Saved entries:
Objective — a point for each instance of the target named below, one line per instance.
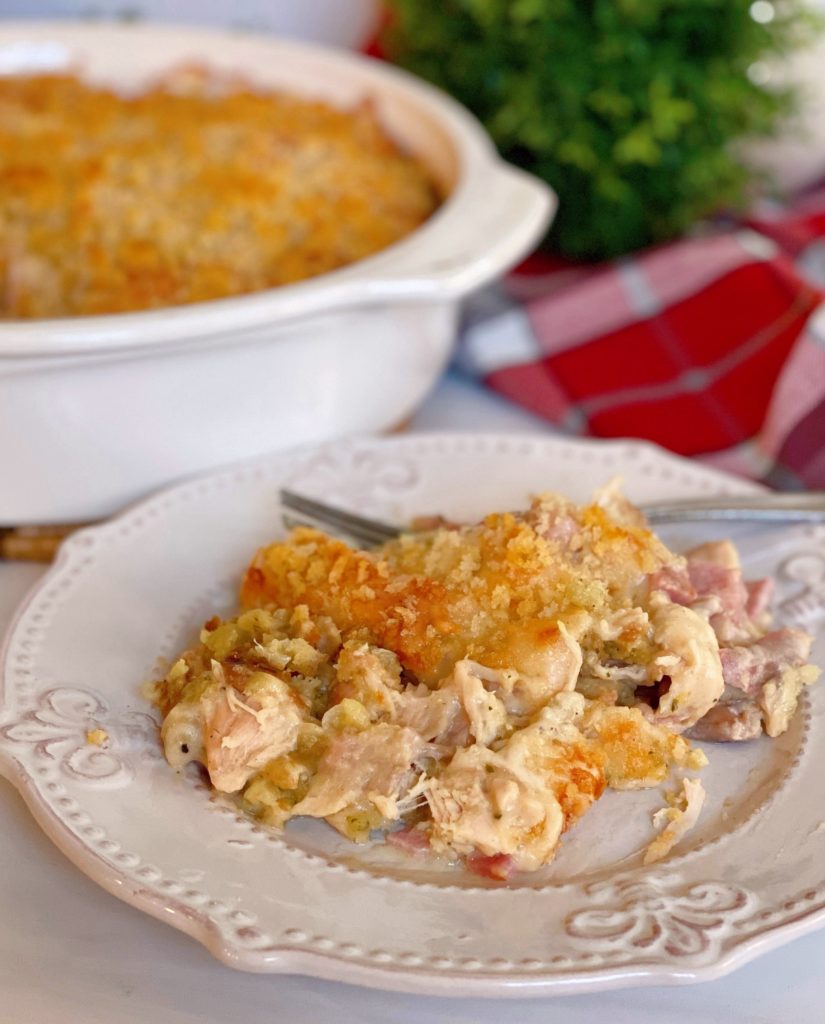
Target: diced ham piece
(498, 867)
(712, 580)
(732, 722)
(749, 668)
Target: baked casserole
(198, 188)
(471, 691)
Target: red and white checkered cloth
(706, 346)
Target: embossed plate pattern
(750, 877)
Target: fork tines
(301, 511)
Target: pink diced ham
(500, 866)
(748, 668)
(734, 722)
(712, 580)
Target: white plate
(750, 877)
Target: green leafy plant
(630, 109)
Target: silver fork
(802, 507)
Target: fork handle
(796, 507)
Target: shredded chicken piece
(680, 820)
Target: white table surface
(71, 953)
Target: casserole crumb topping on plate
(470, 691)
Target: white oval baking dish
(97, 411)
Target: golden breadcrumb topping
(197, 188)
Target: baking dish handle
(493, 221)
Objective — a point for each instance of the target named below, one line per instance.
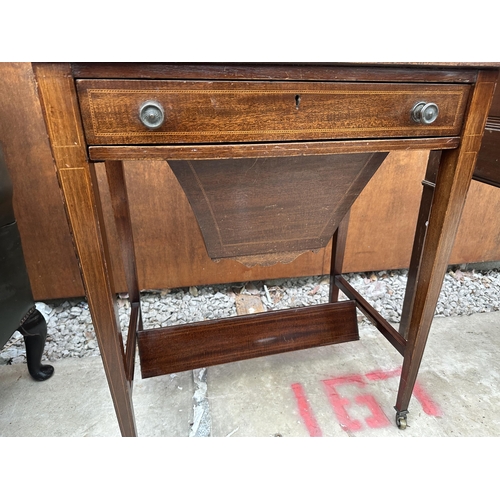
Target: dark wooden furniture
(234, 135)
(488, 160)
(17, 307)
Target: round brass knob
(425, 113)
(151, 114)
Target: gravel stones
(70, 332)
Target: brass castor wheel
(401, 422)
(401, 419)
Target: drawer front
(212, 112)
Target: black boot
(34, 330)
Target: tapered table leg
(453, 180)
(80, 191)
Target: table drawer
(215, 111)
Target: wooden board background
(169, 246)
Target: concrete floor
(341, 390)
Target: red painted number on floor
(342, 404)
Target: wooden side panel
(38, 204)
(243, 206)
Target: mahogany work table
(271, 158)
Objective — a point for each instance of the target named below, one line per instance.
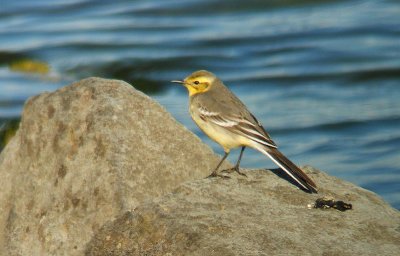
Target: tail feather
(289, 167)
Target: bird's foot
(214, 174)
(234, 169)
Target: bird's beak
(177, 81)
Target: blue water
(322, 76)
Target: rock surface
(84, 154)
(259, 215)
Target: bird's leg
(214, 173)
(236, 167)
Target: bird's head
(198, 82)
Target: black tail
(289, 167)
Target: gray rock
(259, 215)
(84, 154)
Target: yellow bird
(227, 121)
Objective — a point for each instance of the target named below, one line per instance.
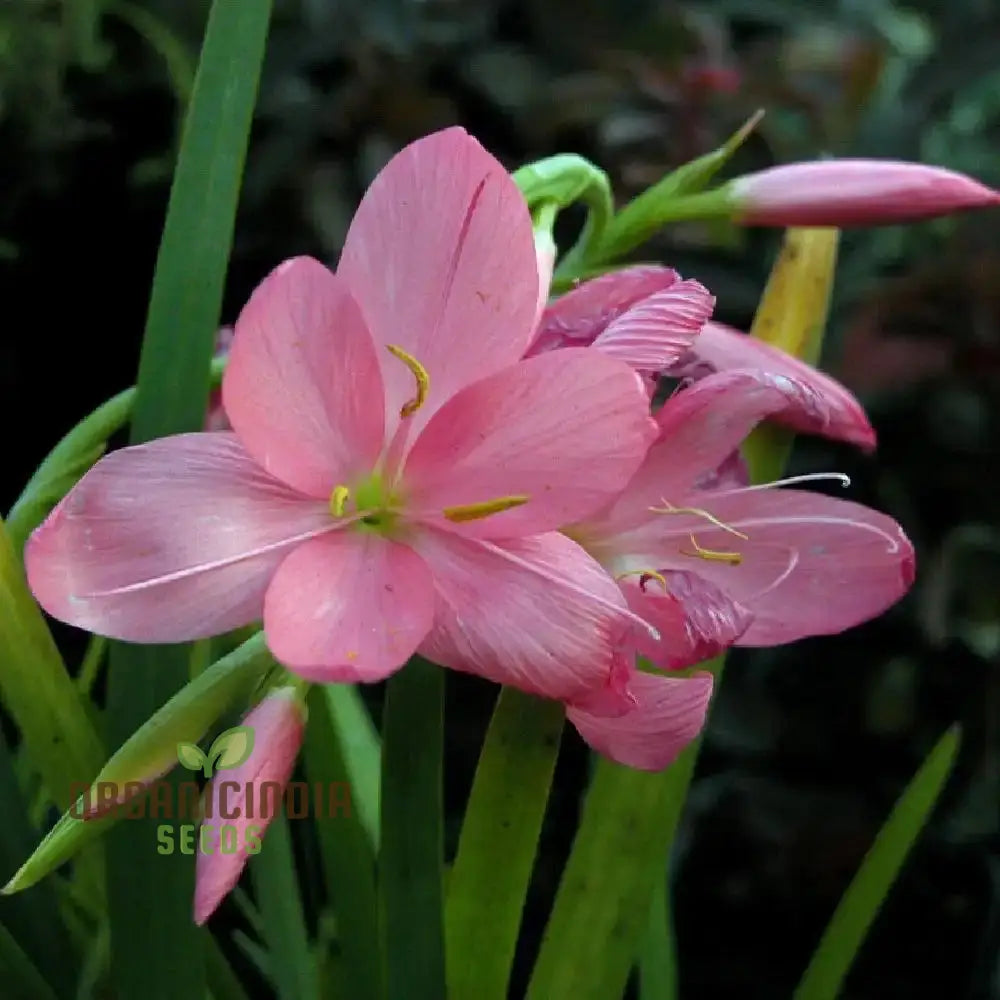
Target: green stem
(657, 972)
(489, 880)
(411, 857)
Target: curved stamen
(712, 555)
(669, 508)
(420, 375)
(476, 511)
(338, 498)
(810, 477)
(645, 575)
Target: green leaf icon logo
(231, 748)
(191, 757)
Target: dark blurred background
(808, 745)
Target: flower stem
(411, 856)
(503, 820)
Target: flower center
(378, 506)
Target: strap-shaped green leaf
(860, 904)
(172, 393)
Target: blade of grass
(35, 919)
(489, 879)
(346, 852)
(291, 960)
(172, 394)
(860, 904)
(37, 690)
(411, 856)
(601, 908)
(17, 972)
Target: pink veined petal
(695, 619)
(811, 565)
(577, 318)
(239, 807)
(168, 541)
(536, 613)
(441, 257)
(660, 329)
(302, 388)
(699, 429)
(669, 713)
(350, 606)
(828, 408)
(567, 430)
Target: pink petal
(826, 408)
(567, 430)
(660, 329)
(536, 613)
(811, 565)
(168, 541)
(350, 606)
(669, 713)
(700, 427)
(441, 257)
(238, 806)
(577, 318)
(302, 388)
(695, 619)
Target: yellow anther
(643, 574)
(420, 374)
(475, 511)
(733, 558)
(337, 500)
(669, 508)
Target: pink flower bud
(240, 803)
(854, 193)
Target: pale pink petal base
(536, 613)
(350, 606)
(168, 541)
(567, 430)
(303, 384)
(669, 712)
(823, 406)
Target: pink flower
(710, 563)
(395, 471)
(240, 803)
(853, 193)
(647, 317)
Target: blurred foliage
(810, 743)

● **Your objective**
What is needed is an exact copy of all the entries above, minus the pictures.

● **Output of the exercise**
Objective — a point for each instance of the target named below, one line per instance.
Target: diced ham piece
(498, 867)
(712, 580)
(732, 722)
(749, 668)
Target: baked casserole
(198, 188)
(471, 691)
Target: red and white checkered cloth
(706, 346)
Target: embossed plate pattern
(750, 877)
Target: fork tines
(301, 511)
Target: pink diced ham
(500, 866)
(748, 668)
(734, 722)
(712, 580)
Target: white plate
(750, 877)
Target: green leafy plant
(630, 109)
Target: silver fork
(802, 507)
Target: fork handle
(796, 507)
Target: shredded chicken piece
(680, 820)
Target: white table surface
(71, 953)
Target: casserole crumb topping on plate
(470, 691)
Target: white oval baking dish
(97, 411)
Target: golden breadcrumb topping
(197, 188)
Target: baking dish handle
(493, 221)
Objective — a point for each instance of the target named below, one line per instance.
Target: dark wooden furniture
(234, 135)
(488, 160)
(17, 307)
Target: round brass knob
(425, 113)
(151, 114)
Target: gravel stones
(70, 332)
Target: brass castor wheel
(401, 422)
(401, 419)
Target: drawer front
(212, 112)
Target: black boot
(34, 330)
Target: tapered table leg
(453, 180)
(80, 191)
Target: table drawer
(215, 111)
Target: wooden board background
(169, 246)
Target: concrete floor
(341, 390)
Target: red painted number on floor
(342, 404)
Target: wooden side panel
(38, 204)
(243, 206)
Target: mahogany work table
(271, 158)
Objective — a point for each instance of the target named below, one line per instance.
Target: tail feather
(289, 167)
Target: bird's foot
(214, 174)
(234, 169)
Target: bird's beak
(177, 81)
Target: blue water
(322, 76)
Target: rock surface
(84, 154)
(259, 215)
Target: bird's leg
(214, 173)
(236, 167)
Target: bird's head
(198, 82)
Target: black tail
(289, 167)
Target: gray rock
(259, 215)
(84, 154)
Target: yellow bird
(227, 121)
Objective — a point for each instance of the target named below, one line per instance.
Target: green stem
(657, 972)
(489, 880)
(411, 857)
Target: curved stamen
(712, 555)
(669, 508)
(420, 375)
(476, 511)
(338, 498)
(810, 477)
(645, 575)
Target: green leaf icon logo
(231, 748)
(191, 757)
Target: dark blurred background
(808, 745)
Target: flower stem
(411, 856)
(503, 820)
Target: flower center
(378, 506)
Target: strap-shaped green leaf
(860, 904)
(172, 393)
Target: blade of grass
(35, 919)
(489, 879)
(346, 852)
(291, 960)
(172, 394)
(860, 904)
(37, 690)
(411, 856)
(601, 908)
(17, 972)
Target: pink veined petal
(695, 619)
(811, 565)
(577, 318)
(239, 807)
(168, 541)
(536, 613)
(441, 257)
(660, 329)
(302, 388)
(699, 429)
(669, 713)
(350, 606)
(828, 408)
(567, 430)
Target: pink petal
(826, 408)
(567, 430)
(660, 329)
(536, 613)
(811, 565)
(168, 541)
(350, 606)
(669, 713)
(700, 427)
(441, 257)
(238, 806)
(577, 318)
(302, 388)
(695, 619)
Target: yellow anther
(643, 574)
(420, 374)
(475, 511)
(733, 558)
(337, 500)
(669, 508)
Target: pink flower bud
(240, 803)
(854, 193)
Target: pale pink petal base
(536, 613)
(350, 606)
(168, 541)
(567, 430)
(303, 384)
(669, 712)
(823, 406)
Target: pink flower
(710, 563)
(395, 471)
(240, 803)
(853, 193)
(647, 317)
Target: blurred foliage
(810, 743)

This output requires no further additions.